◆ TEXT EXTRACT
_ _ _ _

Tax reform, ice cream trucks, PLRs, oh my

The final report of the President's Advisory Panel on Federal Tax Reform is posted today. Download isn't working well from here, but the report could make interesting reading for folks who can get all the files open. Per previous accounts, the report was expected to recommend doing away with most tax credit incentives, including the low-income housing tax credit (LIHTC). The BBC is calling the proposal "radical," but industry folks on our side of the pond have been noting that it's a very long way from becoming legislation. The conference call that was to have preceded the report was canceled.

I haven't been able to open all the sections of the document here, but in the first section, the only reference to the LIHTC is in a "Tax Basics" sidebar in Chapter 3 that raises more questions than it answers. In an example that may be intended as entirely hypothetical, it posits the existence of a housing credit that, contrary to the current tax code, would be claimed by low-income tenants themselves. This is the text:
Box 3.3. Determining Who Bears the Burden of a Tax
Imagine that the government imposed a special tax on ice cream sold from ice cream trucks. If the ice cream truck drivers are able to pass on the tax to their customers in the form of higher prices, the economic incidence of the tax would be on their customers. In this case, the price of ice cream sold from trucks would increase by exactly the amount of the tax. If customers resisted the price increase by buying their ice cream in stores to avoid the tax, and ultimately the only way the truck driver could sell ice cream was by matching the retail price at the store, then the truck driver would bear the economic burden of the tax. In this case, the legal incidence and economic incidence of the tax would be identical.

_ _ _ _

◆ SET TASK 1
Gather each line of the listing below that contains the string "leaf". Matches are case-sensitive.
The tax reform post has no connection to the listing that comes after it.

◆ GIVEN DATA
_ _ _ _

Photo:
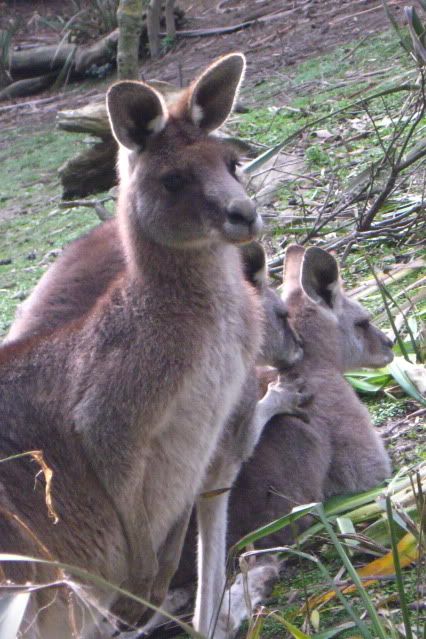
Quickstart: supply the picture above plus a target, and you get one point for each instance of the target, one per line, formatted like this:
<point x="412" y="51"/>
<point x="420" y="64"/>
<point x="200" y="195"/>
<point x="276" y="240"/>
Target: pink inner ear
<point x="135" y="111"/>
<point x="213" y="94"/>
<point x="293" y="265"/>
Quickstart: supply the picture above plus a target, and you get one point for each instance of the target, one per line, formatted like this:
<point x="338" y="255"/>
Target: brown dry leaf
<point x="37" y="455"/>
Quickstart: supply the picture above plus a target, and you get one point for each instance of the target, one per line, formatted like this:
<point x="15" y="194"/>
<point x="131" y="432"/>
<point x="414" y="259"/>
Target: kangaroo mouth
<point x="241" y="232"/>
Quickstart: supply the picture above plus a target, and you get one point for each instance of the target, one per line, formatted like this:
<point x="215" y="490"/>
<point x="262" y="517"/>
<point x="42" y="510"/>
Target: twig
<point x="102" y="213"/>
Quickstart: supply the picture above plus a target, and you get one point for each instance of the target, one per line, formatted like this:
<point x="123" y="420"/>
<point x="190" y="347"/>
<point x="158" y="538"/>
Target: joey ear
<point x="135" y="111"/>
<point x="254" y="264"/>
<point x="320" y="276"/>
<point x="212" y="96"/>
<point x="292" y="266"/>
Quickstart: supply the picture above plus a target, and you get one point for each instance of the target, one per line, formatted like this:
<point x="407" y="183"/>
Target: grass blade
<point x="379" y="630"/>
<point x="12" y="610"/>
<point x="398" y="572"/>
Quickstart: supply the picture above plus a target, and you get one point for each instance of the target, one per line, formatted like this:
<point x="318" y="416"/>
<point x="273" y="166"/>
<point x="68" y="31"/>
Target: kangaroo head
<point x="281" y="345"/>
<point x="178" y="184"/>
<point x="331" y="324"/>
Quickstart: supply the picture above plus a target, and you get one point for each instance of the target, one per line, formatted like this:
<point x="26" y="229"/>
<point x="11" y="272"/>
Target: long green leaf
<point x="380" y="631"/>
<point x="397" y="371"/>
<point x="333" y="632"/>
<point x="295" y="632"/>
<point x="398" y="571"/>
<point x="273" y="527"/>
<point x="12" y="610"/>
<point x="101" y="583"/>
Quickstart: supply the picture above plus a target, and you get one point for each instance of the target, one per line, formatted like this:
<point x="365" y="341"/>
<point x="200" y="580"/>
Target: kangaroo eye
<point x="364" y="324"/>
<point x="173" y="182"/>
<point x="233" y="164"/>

_ _ _ _

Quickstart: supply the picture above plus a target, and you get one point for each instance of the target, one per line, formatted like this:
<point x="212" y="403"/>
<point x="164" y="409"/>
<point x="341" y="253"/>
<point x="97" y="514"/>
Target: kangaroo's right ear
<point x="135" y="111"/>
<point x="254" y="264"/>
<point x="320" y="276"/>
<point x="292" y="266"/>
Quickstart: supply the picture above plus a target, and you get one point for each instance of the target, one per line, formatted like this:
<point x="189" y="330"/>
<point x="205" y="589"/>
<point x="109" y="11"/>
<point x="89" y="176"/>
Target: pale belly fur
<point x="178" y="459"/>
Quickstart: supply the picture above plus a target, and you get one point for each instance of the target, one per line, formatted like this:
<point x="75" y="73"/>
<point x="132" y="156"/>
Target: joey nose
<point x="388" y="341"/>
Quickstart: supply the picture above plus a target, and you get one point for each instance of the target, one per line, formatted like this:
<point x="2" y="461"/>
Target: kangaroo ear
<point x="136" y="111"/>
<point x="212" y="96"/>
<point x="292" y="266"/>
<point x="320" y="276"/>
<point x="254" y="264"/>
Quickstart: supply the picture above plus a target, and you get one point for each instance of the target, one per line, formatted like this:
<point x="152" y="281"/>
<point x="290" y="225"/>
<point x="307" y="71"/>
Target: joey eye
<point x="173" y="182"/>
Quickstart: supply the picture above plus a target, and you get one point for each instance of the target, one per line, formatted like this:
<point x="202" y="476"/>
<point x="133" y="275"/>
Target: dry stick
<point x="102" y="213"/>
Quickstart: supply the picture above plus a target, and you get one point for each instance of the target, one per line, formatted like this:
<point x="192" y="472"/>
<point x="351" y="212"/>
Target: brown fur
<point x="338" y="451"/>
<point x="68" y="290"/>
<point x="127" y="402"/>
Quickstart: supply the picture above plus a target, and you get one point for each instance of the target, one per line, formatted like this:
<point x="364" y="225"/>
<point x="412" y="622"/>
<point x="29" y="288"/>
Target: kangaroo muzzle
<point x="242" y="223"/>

_ _ _ _

◆ SET TASK 2
Output the entire tax reform post above word for word.

◆ FULL OUTPUT 1
Target: brown dry leaf
Target: long green leaf

◆ FULL OUTPUT 2
Tax reform, ice cream trucks, PLRs, oh my

The final report of the President's Advisory Panel on Federal Tax Reform is posted today. Download isn't working well from here, but the report could make interesting reading for folks who can get all the files open. Per previous accounts, the report was expected to recommend doing away with most tax credit incentives, including the low-income housing tax credit (LIHTC). The BBC is calling the proposal "radical," but industry folks on our side of the pond have been noting that it's a very long way from becoming legislation. The conference call that was to have preceded the report was canceled.

I haven't been able to open all the sections of the document here, but in the first section, the only reference to the LIHTC is in a "Tax Basics" sidebar in Chapter 3 that raises more questions than it answers. In an example that may be intended as entirely hypothetical, it posits the existence of a housing credit that, contrary to the current tax code, would be claimed by low-income tenants themselves. This is the text:
Box 3.3. Determining Who Bears the Burden of a Tax
Imagine that the government imposed a special tax on ice cream sold from ice cream trucks. If the ice cream truck drivers are able to pass on the tax to their customers in the form of higher prices, the economic incidence of the tax would be on their customers. In this case, the price of ice cream sold from trucks would increase by exactly the amount of the tax. If customers resisted the price increase by buying their ice cream in stores to avoid the tax, and ultimately the only way the truck driver could sell ice cream was by matching the retail price at the store, then the truck driver would bear the economic burden of the tax. In this case, the legal incidence and economic incidence of the tax would be identical.